• Extract to read:
Michael Kurdiani, Georgian language and script (Tbilisi, 2008). YD.2011.a.5239

Elene Mačavariani, The Old Georgian Script (Tbilisi, 2015). YD.2016.a.2180

Georgian scripts & typography (Tbilisi, 2016). YF.2019.b.1408

The British Library Exhibition Writing: Making Your Mark continues until 27 August 2019. 

01 August 2019

Pérák, the only Czech superhero

During the Second World War, a strange rumour spread among the residents of Prague. A mysterious masked character dressed in black was said to be seen jumping at great heights over the rooftops and streets of the occupied city. He would suddenly leap out of a dark corner to attack Czech collaborators, or to save Czech civilians from the hands of the Gestapo.

An image of Pérák. He has springs on his feat and is holding a gun. In his other hand is a torn Nazi flag.

Jiří Gruss, Projekt Pérák (2003) reproduced in Petr Janeček, Mýtus o pérákovi. Městská legenda mezi folklorem a populární kulturou (Prague, 2017), awaiting shelfmark.

According to the urban legend, Pérák, the Spring Man (from Czech péro, 'spring'), was an inventor turned superhero. Thanks to springs attached to his shoes, he was able to startle and escape Nazi soldiers who tried in vain to capture him. That’s how popular belief has it. However, in his Mýtus o pérákovi. Městská legenda mezi folklorem a populární kulturou, Petr Janeček shows that, in fact, the myth of the Spring Man did not start with the Second World War, but that for a century before it had been part of Czech and international folklore, and its origins could be traced back to Spring-heeled Jack, a spectre popular in Victorian England, who was believed to torment the inhabitants of London, Sheffield, and Liverpool. He had claws and red eyes and, just like Pérák, he was able to make enormous leaps.

Cover of Spring-heel'd Jack: the Terror of London. The image shows Jack jumping from a window with a woman in his arms.

• What is required:
Carry on the piece about Pérák, the Czech Spring Man legend, picking up right after its final sentence.

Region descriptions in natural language
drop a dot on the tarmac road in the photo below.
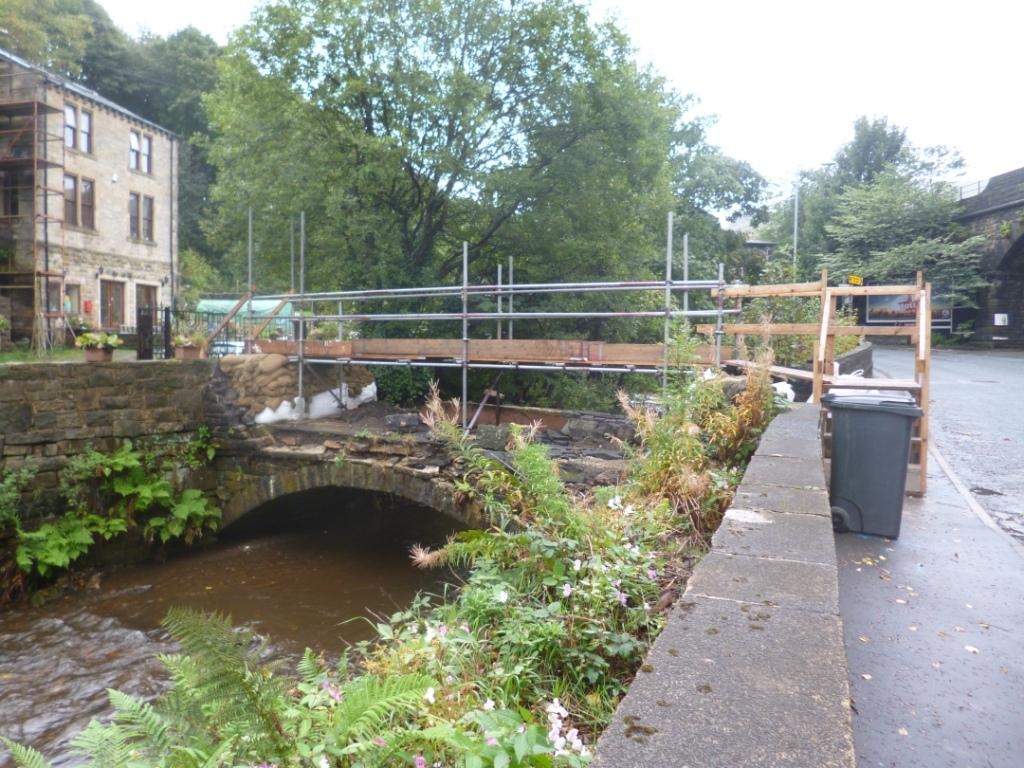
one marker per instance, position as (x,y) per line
(933,620)
(977,422)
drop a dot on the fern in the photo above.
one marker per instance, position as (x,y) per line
(238,696)
(25,757)
(372,705)
(139,721)
(104,745)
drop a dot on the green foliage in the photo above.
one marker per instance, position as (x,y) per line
(518,668)
(792,350)
(104,495)
(400,385)
(896,226)
(12,485)
(25,757)
(47,33)
(97,340)
(519,127)
(876,150)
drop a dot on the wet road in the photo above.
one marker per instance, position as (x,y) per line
(977,423)
(306,572)
(932,620)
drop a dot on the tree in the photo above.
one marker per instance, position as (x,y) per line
(897,225)
(51,34)
(876,147)
(404,127)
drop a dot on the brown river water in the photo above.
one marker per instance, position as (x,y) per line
(301,571)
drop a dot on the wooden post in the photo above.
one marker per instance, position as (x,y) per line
(923,373)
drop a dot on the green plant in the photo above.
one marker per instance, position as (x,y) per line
(403,386)
(201,450)
(105,496)
(327,331)
(97,340)
(521,667)
(12,485)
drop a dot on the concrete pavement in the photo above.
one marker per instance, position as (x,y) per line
(934,630)
(760,665)
(751,668)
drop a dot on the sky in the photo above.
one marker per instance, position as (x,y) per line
(786,79)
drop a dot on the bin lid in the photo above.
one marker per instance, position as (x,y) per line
(903,404)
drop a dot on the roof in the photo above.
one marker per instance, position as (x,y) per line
(83,91)
(1004,190)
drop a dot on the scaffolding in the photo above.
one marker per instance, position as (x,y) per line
(497,348)
(31,206)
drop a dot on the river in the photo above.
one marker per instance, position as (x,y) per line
(302,571)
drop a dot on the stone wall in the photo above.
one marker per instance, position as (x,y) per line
(49,412)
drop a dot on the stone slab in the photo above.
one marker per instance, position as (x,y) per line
(812,501)
(791,445)
(717,693)
(773,470)
(786,536)
(811,587)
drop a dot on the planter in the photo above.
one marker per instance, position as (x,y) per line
(188,353)
(98,354)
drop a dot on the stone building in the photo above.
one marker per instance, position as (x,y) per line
(88,220)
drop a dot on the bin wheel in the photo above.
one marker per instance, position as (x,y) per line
(839,520)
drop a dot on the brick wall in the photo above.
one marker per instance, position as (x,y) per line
(51,411)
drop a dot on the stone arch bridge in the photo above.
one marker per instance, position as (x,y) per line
(997,212)
(257,468)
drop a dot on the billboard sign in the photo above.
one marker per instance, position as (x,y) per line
(902,309)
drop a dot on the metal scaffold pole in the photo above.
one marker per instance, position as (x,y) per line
(668,302)
(465,333)
(300,404)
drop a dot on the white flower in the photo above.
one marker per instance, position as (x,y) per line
(556,709)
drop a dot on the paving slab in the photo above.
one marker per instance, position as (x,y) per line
(775,470)
(766,581)
(805,501)
(751,668)
(779,535)
(933,625)
(716,692)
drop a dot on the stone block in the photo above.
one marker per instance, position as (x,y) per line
(717,692)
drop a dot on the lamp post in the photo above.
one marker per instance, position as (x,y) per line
(796,222)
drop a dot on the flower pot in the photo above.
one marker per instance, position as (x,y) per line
(98,354)
(187,353)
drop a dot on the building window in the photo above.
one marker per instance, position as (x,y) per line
(133,151)
(112,304)
(88,204)
(73,300)
(71,126)
(8,194)
(134,204)
(71,200)
(147,206)
(145,300)
(53,297)
(146,155)
(85,132)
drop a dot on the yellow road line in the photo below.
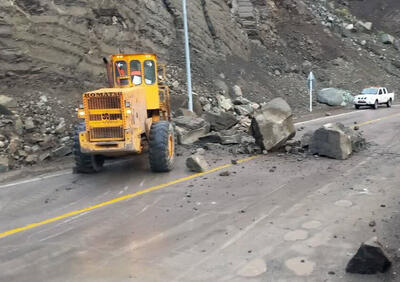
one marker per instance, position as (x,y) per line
(376,120)
(116,200)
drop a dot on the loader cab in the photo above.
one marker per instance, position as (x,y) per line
(136,70)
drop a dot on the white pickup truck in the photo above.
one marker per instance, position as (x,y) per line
(373,97)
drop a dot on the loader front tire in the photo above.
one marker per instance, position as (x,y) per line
(85,163)
(162,146)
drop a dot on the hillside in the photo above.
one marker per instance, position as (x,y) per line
(266,47)
(52,50)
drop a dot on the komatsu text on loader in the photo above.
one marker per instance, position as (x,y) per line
(129,117)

• Output of the exercise:
Cover of Spring-heel'd Jack: the Terror of London. Issue 1 (London, 1867) 12620.h.26

In fact, the early oral tradition also presented the Spring Man as a sinister figure who posed a threat to common Czech people, as he would murder or rape defenceless civilians. As a result, many Czechs refused to work night shifts, which had a detrimental effect on the production of weapons in Nazi factories. During the peak of the Pérák myth, almost every incident would be attributed to the Spring Man. Gradually, Pérák evolved from a terrifying phantom into a positive hero who fought the Nazi army by blowing up military vehicles and who would defend the innocent residents of Prague, as well as writing anti-Nazi graffiti on walls to raise the morale of Czech civilians. And that’s how he became the only superhero in Czech history.

Cover of Petr Stančík’s Pérák. Pérák is crouching in the top left-hand corner of the cover.

Cover of Petr Stančík’s Pérák (Brno, 2008), YF.2008.a.33809

Being a symbol of Czech resistance against Nazi Germany, Pérák was an important part of Czech wartime culture. While he was almost certainly an imaginary character rather than a real person, he provided Czech civilians with hope and a feeling that someone out there was protecting them against the Nazi occupiers. Although his activity ceased completely with the end of the war, the career of Pérák as an urban legend was not over, and since then he has evolved from a hero of gossip stories into part of Czech popular culture, including cartoon animations, comic books and novels.

Cover of magazine Pionýr. Cover of magazine Pionýr is depicted here as a boy with springs on his feat jumping through the night sky.

Cover of magazine Pionýr (May 1980) reproduced in Petr Janeček, Mýtus o pérákovi

Being a symbol of resistance against the oppressor, the character of the Spring Man has been adopted by various political movements, including Czech nationalists, anti-globalists and anti-fascists - and in this way, the same spectre turned superhero has fought different enemies for the past eighty years.

An antifascist sticker with Pérák reproduced in Petr Janeček, Mýtus o pérákovi

An antifascist sticker with Pérák reproduced in Petr Janeček, Mýtus o pérákovi

Zuzanna Krzemien, SEE Cataloguer

References/Further reading

Petr Janeček, Mýtus o pérákovi. Městská legenda mezi folklorem a populární kulturou (Prague, 2017). Awaiting shelfmark.